== Excerpt provided ==

Yes, thanks for pointing this out.

> 
> But in general I like the idea of a special lock protecting journal tail
> (I'd just call it j_tail_mutex to explicitely express that) so that
> pushing of the journal tail possibly done during transaction commit would not
> be blocked by checkpointing. That can be a performance win as well.
Agree with you :)

> 
> Since proper locking change is going to be a bit more involved, can you
> perhaps fix this deadlock by just dropping j_checkpoint_mutex in
> log_do_checkpoint() when we are going to wait for transaction commit. I've
> checked and that should be fine and that is going to be much easier change
> to backport into stable kernels...
OK, I'll try this method and have a test, thanks.

Regards,
Xiaoguang Wang

> 
> 								Honza
> 
> 
>> ---
>>   fs/jbd2/checkpoint.c |  2 +-
>>   fs/jbd2/commit.c     |  6 +++---
>>   fs/jbd2/journal.c    | 16 +++++++++-------
>>   include/linux/jbd2.h |  9 ++++++++-
>>   4 files changed, 21 insertions(+), 12 deletions(-)
>>
>> diff --git a/fs/jbd2/checkpoint.c b/fs/jbd2/checkpoint.c
>> index c125d662777c..1729d6298895 100644
>> --- a/fs/jbd2/checkpoint.c
>> +++ b/fs/jbd2/checkpoint.c
>> @@ -404,7 +404,7 @@ int jbd2_cleanup_journal_tail(journal_t *journal)
>>   	if (journal->j_flags & JBD2_BARRIER)
>>   		blkdev_issue_flush(journal->j_fs_dev, GFP_NOFS, NULL);
>>   
>> -	return __jbd2_update_log_tail(journal, first_tid, blocknr);
>> +	return jbd2_update_log_tail(journal, first_tid, blocknr);
>>   }
>>   
>>   
>> diff --git a/fs/jbd2/commit.c b/fs/jbd2/commit.c
>> index 150cc030b4d7..f139f5465687 100644
>> --- a/fs/jbd2/commit.c
>> +++ b/fs/jbd2/commit.c
>> @@ -383,9 +383,9 @@ void jbd2_journal_commit_transaction(journal_t *journal)
>>   	/* Do we need to erase the effects of a prior jbd2_journal_flush? */
>>   	if (journal->j_flags & JBD2_FLUSHED) {
>>   		jbd_debug(3, "super block updated\n");
>> -		mutex_lock_io(&journal->j_checkpoint_mutex);
>> +		mutex_lock_io(&journal->j_loginfo_mutex);
>>   		/*
>> -		 * We hold j_checkpoint_mutex so tail cannot change under us.
>> +		 * We hold j_loginfo_mutex so tail cannot change under us.

===
== Items ==

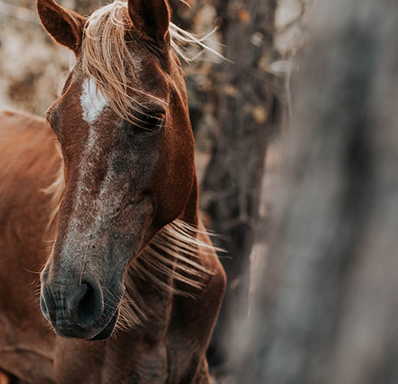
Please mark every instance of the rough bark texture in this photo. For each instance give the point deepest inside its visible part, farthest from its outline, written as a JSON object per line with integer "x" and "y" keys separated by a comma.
{"x": 233, "y": 179}
{"x": 327, "y": 309}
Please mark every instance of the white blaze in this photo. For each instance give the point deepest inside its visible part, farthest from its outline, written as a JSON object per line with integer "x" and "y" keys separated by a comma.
{"x": 92, "y": 101}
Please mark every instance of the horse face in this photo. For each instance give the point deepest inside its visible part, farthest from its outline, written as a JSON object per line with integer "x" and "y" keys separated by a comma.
{"x": 125, "y": 177}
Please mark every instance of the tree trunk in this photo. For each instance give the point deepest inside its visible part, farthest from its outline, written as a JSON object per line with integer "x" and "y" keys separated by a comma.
{"x": 233, "y": 179}
{"x": 326, "y": 311}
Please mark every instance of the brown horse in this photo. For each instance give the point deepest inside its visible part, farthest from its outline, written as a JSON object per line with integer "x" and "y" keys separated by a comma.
{"x": 131, "y": 263}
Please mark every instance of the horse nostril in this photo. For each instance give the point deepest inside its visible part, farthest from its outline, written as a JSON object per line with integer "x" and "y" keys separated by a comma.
{"x": 85, "y": 305}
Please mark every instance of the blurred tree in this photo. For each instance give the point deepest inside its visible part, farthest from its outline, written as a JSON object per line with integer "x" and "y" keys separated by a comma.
{"x": 326, "y": 309}
{"x": 234, "y": 176}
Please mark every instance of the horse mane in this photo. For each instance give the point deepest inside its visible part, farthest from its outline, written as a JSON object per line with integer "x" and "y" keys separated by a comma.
{"x": 173, "y": 255}
{"x": 108, "y": 60}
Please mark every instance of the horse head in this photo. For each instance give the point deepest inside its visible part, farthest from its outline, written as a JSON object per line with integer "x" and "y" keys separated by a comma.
{"x": 128, "y": 156}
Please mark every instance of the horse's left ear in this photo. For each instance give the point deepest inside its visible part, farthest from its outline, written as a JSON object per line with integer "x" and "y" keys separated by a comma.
{"x": 65, "y": 26}
{"x": 151, "y": 19}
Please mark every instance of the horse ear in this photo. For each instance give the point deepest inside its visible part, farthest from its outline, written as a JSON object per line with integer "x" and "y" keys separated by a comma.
{"x": 65, "y": 26}
{"x": 151, "y": 19}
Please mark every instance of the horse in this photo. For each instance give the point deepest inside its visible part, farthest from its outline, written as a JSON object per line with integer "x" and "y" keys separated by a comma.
{"x": 101, "y": 197}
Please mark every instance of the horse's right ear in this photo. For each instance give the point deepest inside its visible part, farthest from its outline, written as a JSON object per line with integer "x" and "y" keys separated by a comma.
{"x": 64, "y": 26}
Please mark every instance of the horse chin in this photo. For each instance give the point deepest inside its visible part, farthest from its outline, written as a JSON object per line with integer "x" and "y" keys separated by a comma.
{"x": 108, "y": 330}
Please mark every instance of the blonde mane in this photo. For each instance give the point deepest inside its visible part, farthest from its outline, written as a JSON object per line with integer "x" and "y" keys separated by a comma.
{"x": 173, "y": 256}
{"x": 108, "y": 60}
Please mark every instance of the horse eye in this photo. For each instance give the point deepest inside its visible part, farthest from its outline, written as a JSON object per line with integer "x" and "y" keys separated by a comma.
{"x": 149, "y": 121}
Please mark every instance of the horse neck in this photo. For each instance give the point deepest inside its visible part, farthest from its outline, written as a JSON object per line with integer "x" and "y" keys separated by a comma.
{"x": 144, "y": 276}
{"x": 190, "y": 214}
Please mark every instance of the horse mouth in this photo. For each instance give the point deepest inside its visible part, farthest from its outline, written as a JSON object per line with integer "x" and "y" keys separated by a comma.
{"x": 76, "y": 332}
{"x": 108, "y": 330}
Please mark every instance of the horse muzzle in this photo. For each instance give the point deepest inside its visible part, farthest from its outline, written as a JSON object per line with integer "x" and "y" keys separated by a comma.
{"x": 77, "y": 310}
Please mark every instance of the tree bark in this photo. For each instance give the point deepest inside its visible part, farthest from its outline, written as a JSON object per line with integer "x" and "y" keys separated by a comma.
{"x": 231, "y": 189}
{"x": 326, "y": 311}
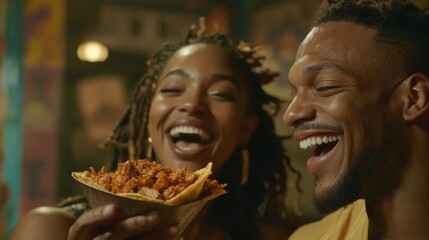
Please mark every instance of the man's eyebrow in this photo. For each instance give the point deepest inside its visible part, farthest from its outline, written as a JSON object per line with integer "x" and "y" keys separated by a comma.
{"x": 321, "y": 66}
{"x": 176, "y": 72}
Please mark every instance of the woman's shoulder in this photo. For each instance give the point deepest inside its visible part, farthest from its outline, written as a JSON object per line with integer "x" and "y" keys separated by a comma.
{"x": 45, "y": 222}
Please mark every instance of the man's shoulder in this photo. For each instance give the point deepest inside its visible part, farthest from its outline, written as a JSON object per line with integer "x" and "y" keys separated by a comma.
{"x": 350, "y": 222}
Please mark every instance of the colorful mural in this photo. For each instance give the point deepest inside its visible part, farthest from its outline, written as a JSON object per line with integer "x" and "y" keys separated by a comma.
{"x": 43, "y": 74}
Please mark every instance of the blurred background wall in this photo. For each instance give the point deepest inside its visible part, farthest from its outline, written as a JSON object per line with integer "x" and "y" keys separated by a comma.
{"x": 59, "y": 103}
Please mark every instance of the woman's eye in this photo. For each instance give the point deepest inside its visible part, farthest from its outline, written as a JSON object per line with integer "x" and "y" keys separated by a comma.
{"x": 223, "y": 96}
{"x": 326, "y": 88}
{"x": 170, "y": 90}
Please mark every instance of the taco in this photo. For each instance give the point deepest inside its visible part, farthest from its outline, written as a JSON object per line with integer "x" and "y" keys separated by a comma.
{"x": 151, "y": 182}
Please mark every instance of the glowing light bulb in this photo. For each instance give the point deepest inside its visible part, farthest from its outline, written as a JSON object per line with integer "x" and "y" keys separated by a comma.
{"x": 92, "y": 51}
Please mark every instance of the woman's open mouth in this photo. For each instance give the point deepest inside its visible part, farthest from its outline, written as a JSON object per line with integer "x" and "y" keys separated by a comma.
{"x": 189, "y": 140}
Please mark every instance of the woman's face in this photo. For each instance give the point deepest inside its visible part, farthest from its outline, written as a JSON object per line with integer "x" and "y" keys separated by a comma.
{"x": 198, "y": 114}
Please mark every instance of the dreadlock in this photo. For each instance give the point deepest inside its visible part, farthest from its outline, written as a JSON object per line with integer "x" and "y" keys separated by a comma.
{"x": 268, "y": 163}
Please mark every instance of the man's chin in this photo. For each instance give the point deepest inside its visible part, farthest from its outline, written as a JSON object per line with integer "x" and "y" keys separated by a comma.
{"x": 328, "y": 204}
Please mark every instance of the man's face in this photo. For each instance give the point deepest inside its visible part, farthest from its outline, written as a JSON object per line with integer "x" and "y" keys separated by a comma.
{"x": 339, "y": 108}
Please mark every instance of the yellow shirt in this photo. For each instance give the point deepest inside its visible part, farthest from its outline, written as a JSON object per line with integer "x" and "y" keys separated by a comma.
{"x": 348, "y": 223}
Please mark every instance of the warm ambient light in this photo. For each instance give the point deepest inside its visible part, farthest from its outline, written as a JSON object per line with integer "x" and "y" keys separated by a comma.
{"x": 92, "y": 52}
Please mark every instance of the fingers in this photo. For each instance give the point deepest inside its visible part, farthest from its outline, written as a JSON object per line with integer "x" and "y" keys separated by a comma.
{"x": 169, "y": 233}
{"x": 134, "y": 225}
{"x": 86, "y": 225}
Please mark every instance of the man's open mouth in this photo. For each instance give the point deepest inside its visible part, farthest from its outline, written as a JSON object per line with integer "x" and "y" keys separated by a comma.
{"x": 321, "y": 144}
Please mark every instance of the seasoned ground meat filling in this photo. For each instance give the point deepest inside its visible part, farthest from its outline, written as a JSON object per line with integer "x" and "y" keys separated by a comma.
{"x": 149, "y": 179}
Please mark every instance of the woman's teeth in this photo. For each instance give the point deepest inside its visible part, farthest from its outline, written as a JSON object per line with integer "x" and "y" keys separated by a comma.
{"x": 177, "y": 131}
{"x": 313, "y": 141}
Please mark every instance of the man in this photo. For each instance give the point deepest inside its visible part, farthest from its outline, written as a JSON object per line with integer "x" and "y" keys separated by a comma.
{"x": 360, "y": 101}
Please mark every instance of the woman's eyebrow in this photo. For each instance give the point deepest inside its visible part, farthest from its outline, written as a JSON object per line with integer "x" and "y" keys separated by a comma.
{"x": 222, "y": 77}
{"x": 179, "y": 72}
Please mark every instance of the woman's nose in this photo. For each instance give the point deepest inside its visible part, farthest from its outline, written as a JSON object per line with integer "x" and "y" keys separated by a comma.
{"x": 299, "y": 110}
{"x": 193, "y": 103}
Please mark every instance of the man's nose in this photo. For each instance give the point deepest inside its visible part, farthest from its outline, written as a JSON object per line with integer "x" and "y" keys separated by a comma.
{"x": 298, "y": 111}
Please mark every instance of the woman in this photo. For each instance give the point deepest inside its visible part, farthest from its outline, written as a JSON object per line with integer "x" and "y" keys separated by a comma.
{"x": 200, "y": 101}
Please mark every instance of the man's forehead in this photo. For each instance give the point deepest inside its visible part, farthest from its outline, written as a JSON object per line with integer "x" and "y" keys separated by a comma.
{"x": 341, "y": 43}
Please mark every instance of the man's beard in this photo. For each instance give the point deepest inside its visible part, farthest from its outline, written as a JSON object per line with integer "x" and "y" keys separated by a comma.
{"x": 349, "y": 187}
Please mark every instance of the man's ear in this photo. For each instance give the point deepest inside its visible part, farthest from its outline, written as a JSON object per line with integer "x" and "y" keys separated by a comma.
{"x": 249, "y": 126}
{"x": 416, "y": 96}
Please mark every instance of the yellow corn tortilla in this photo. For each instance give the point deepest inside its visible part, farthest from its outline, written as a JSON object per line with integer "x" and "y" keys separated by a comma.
{"x": 191, "y": 193}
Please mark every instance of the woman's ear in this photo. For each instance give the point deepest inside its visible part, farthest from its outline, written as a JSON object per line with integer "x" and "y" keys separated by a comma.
{"x": 249, "y": 126}
{"x": 416, "y": 97}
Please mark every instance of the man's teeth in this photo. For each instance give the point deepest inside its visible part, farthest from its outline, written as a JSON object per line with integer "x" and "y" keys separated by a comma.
{"x": 313, "y": 141}
{"x": 174, "y": 132}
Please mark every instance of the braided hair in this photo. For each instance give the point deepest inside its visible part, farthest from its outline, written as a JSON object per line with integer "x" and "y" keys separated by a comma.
{"x": 240, "y": 209}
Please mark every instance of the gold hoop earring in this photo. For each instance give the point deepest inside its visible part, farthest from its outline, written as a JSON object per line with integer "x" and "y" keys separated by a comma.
{"x": 149, "y": 148}
{"x": 245, "y": 166}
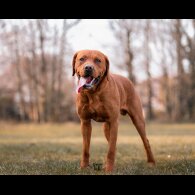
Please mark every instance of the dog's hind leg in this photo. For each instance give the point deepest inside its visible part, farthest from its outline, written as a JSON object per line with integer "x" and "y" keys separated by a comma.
{"x": 135, "y": 113}
{"x": 106, "y": 129}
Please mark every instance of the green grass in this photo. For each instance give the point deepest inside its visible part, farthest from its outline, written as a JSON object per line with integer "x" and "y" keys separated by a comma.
{"x": 56, "y": 149}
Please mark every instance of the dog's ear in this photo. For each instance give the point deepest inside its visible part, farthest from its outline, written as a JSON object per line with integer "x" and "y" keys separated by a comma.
{"x": 73, "y": 63}
{"x": 107, "y": 66}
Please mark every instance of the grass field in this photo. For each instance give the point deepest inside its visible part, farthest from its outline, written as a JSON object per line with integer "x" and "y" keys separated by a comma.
{"x": 56, "y": 149}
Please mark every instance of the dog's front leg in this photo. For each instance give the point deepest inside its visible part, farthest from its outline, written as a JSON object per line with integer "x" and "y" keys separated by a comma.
{"x": 86, "y": 133}
{"x": 113, "y": 126}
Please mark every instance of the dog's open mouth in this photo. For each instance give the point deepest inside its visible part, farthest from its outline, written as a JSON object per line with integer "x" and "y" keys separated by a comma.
{"x": 86, "y": 83}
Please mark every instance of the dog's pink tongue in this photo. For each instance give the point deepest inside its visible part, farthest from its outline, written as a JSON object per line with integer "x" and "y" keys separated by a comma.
{"x": 82, "y": 81}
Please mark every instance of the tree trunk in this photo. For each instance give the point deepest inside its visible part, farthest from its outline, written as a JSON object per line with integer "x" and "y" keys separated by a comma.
{"x": 150, "y": 113}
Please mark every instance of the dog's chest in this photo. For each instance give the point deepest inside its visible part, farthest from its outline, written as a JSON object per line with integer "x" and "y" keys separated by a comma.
{"x": 93, "y": 108}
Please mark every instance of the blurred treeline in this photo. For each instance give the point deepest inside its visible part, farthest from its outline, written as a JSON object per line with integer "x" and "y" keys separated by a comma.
{"x": 36, "y": 84}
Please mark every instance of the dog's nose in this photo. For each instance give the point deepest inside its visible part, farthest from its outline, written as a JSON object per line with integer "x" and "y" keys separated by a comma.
{"x": 88, "y": 68}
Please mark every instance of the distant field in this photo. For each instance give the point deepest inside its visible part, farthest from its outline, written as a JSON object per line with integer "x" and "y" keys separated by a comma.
{"x": 56, "y": 149}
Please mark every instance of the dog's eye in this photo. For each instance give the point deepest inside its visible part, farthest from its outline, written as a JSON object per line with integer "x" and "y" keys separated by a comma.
{"x": 97, "y": 60}
{"x": 82, "y": 59}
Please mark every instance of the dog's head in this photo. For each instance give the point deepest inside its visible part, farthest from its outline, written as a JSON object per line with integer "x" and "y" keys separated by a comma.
{"x": 91, "y": 67}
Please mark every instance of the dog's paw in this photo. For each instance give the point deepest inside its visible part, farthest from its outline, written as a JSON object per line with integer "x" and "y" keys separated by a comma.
{"x": 84, "y": 165}
{"x": 109, "y": 168}
{"x": 151, "y": 164}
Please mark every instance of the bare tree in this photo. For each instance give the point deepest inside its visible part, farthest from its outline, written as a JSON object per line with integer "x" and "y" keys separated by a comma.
{"x": 123, "y": 30}
{"x": 147, "y": 52}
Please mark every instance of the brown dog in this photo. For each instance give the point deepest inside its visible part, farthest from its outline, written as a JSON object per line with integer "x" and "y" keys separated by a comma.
{"x": 102, "y": 97}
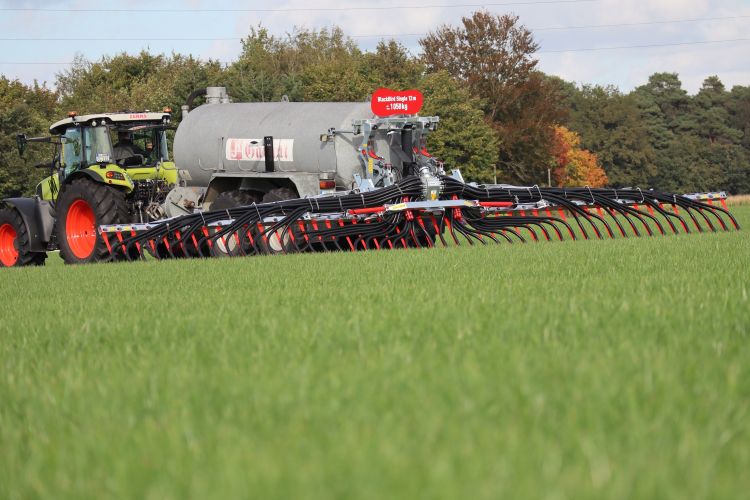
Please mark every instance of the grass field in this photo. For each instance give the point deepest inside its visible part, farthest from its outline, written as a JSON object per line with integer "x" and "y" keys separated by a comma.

===

Exercise tasks:
1. In the mailing list excerpt, what name does the reviewer suggest for the special lock protecting the journal tail?
2. According to the mailing list excerpt, why does the reviewer ask for the deadlock to be fixed by dropping j_checkpoint_mutex in log_do_checkpoint() instead of through the locking change?
3. Output the part of the mailing list excerpt starting at "Yes, thanks for" and ending at "win as well.".

Solved problems:
1. j_tail_mutex

2. The proper locking change is going to be more involved. The reviewer has checked that dropping j_checkpoint_mutex while waiting for transaction commit should be fine, and that change will be much easier to backport into stable kernels.

3.
Yes, thanks for pointing this out.

> 
> But in general I like the idea of a special lock protecting journal tail
> (I'd just call it j_tail_mutex to explicitely express that) so that
> pushing of the journal tail possibly done during transaction commit would not
> be blocked by checkpointing. That can be a performance win as well.